(begin)
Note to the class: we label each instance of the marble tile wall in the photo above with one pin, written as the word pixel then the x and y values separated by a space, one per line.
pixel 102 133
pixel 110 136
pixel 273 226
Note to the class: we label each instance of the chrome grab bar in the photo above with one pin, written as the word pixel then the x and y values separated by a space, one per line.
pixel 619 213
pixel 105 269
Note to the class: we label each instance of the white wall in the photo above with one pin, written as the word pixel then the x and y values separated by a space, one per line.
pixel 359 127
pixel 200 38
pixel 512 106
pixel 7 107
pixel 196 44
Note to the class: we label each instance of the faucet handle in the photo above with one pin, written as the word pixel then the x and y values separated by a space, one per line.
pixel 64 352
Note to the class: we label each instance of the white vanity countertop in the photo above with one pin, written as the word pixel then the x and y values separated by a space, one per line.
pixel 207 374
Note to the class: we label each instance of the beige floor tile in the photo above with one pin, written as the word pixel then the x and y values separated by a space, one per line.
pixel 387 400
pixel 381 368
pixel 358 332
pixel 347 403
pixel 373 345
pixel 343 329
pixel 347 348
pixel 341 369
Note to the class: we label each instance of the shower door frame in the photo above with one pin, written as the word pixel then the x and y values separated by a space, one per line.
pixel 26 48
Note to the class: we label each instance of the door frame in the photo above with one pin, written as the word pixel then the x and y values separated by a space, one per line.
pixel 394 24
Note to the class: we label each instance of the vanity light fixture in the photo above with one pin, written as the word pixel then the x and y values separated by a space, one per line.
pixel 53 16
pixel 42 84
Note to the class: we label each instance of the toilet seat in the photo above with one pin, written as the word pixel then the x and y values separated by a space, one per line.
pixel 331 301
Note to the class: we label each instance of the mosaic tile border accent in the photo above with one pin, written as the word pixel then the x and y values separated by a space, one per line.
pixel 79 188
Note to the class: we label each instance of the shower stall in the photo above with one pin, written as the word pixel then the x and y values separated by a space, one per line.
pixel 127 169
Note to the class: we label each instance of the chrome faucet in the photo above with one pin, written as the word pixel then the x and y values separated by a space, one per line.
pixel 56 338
(end)
*Exercise:*
Lay out each line of the listing above as a numbered list, omitting any blank lines.

*Result of this exercise:*
1. Note to the class: we label each instance of the marble tile wall in the photo above with one pin, written as the word pixel then the x and y values separated by a space, one per line.
2. pixel 102 133
3. pixel 110 136
4. pixel 273 226
5. Note to the class: we label each instance of the chrome grab bar in the photo above with one pin, written as the word pixel then the x and y values separated by a space, one per line.
6. pixel 619 213
7. pixel 105 269
8. Note to the class: we label each instance of the white wall in the photo above with one pin, written as the word pixel then the x and y values separated by a space, one per line.
9. pixel 359 127
10. pixel 200 38
11. pixel 512 106
12. pixel 7 107
13. pixel 196 44
14. Note to the class: we label each instance of the faucet handle in the photo above with one pin, written as the word pixel then the x and y values separated by a space, one per line.
15. pixel 64 352
16. Note to the class: we label each instance of the white vanity countertop in the photo above with one pin, written as the word pixel then the x and y values separated by a space, one per line.
17. pixel 207 374
18. Note to the class: we label each instance of the beige floor tile in the photo above with one pin, written as the word pixel then the x and y values separated by a space, one per line.
19. pixel 387 400
20. pixel 381 368
21. pixel 358 332
22. pixel 347 403
23. pixel 373 345
24. pixel 343 329
25. pixel 347 348
26. pixel 341 369
27. Note to the class: we label each instance of the shower door frame in the photo above with one pin, written as the word pixel then the x and y values separated by a space, one per line.
28. pixel 26 48
29. Note to the class: we label each instance of the door frame in the photo above with one pin, written as the word pixel then the x and y values separated by a space, one per line.
30. pixel 394 24
31. Note to the class: we label each instance of the vanity light fixture in the photo above with one pin, written as the word pixel then the x and y values separated by a space, one per line.
32. pixel 53 16
33. pixel 42 84
34. Note to the class: we label each instance of the toilet seat in the photo above with one pin, written as the word pixel then the x and y values separated by a space, one per line.
35. pixel 331 301
36. Note to the class: we label each instance of the mosaic tile border accent in the photo above with one pin, written as the word pixel then the x and y values separated by a space, one per line.
37. pixel 79 188
38. Note to the class: we label each instance of the shower stall in the photo above with one pin, written as the word pixel then the x and y values separated by a space, one per line.
39. pixel 127 169
40. Note to the class: we label each instance of the chrome faucet in the photo above with one pin, written as the word pixel then the x and y values separated by a space, one per line.
41. pixel 56 338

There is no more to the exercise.